After locating the line with "Trace every instance of the uk" in the entries below, set down exactly that line and each one after it to the end, skipping pictures.

[Collected data entries]
◆ ◆ ◆ ◆ ◆
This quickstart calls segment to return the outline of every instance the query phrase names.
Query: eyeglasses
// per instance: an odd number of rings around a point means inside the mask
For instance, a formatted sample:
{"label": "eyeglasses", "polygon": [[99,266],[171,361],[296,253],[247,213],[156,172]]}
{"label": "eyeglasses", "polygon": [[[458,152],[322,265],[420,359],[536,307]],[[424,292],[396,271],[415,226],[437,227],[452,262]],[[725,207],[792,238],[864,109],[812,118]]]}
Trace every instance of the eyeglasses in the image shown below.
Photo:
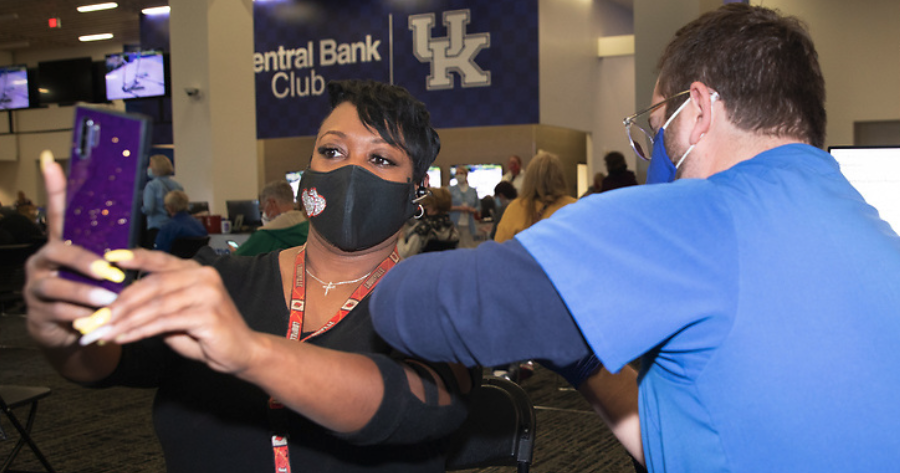
{"label": "eyeglasses", "polygon": [[[662,107],[663,105],[688,93],[690,93],[690,90],[679,92],[663,100],[662,102],[655,103],[623,120],[623,122],[625,123],[625,133],[628,134],[628,141],[631,142],[631,149],[634,150],[634,154],[638,155],[639,158],[645,161],[650,160],[650,151],[653,150],[654,136],[653,133],[648,131],[653,129],[653,127],[650,126],[650,114],[659,107]],[[632,131],[632,127],[641,130],[641,132],[637,133]]]}

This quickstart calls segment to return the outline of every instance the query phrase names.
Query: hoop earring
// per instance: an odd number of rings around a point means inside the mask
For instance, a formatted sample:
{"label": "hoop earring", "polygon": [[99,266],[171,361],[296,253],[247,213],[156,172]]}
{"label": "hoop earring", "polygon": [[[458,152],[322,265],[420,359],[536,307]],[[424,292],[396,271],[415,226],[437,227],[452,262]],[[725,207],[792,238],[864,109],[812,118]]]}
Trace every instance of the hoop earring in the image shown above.
{"label": "hoop earring", "polygon": [[425,216],[425,207],[422,207],[422,204],[419,204],[419,211],[413,217],[418,220]]}

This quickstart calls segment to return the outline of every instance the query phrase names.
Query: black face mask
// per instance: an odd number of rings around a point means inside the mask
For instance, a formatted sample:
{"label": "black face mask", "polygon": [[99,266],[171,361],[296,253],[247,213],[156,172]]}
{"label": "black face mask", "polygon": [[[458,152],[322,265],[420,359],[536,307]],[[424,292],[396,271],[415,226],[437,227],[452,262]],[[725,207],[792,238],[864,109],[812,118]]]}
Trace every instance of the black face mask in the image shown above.
{"label": "black face mask", "polygon": [[387,240],[416,209],[411,182],[386,181],[355,165],[330,172],[307,169],[299,192],[310,225],[344,251]]}

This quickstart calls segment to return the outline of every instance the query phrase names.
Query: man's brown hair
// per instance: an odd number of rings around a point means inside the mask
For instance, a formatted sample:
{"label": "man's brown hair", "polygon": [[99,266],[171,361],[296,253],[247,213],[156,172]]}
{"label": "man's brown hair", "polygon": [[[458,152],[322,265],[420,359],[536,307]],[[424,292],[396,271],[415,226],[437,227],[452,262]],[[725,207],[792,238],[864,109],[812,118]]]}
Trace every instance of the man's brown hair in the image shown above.
{"label": "man's brown hair", "polygon": [[[825,80],[806,26],[795,17],[724,5],[678,30],[659,70],[664,97],[699,81],[719,93],[738,128],[825,145]],[[670,104],[667,115],[683,101]]]}

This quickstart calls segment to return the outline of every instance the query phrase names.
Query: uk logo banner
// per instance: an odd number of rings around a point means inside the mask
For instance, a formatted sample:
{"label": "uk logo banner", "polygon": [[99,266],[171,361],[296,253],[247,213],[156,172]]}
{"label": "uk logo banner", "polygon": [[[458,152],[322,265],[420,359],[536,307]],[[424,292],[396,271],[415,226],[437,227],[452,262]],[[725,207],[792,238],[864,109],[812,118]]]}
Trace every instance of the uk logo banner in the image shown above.
{"label": "uk logo banner", "polygon": [[437,128],[537,123],[537,0],[254,2],[259,138],[315,135],[330,80],[407,88]]}

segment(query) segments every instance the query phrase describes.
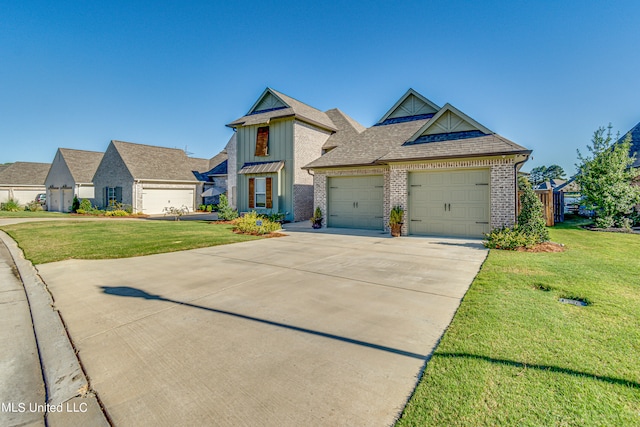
◆ ◆ ◆ ◆ ◆
[SOLVED EXERCISE]
Trace every instance of the uk logo banner in the image shown above.
{"label": "uk logo banner", "polygon": [[437,128],[537,123],[537,0],[254,2],[259,138],[315,135],[330,80],[407,88]]}

segment(query) segments every instance the query phrase describes.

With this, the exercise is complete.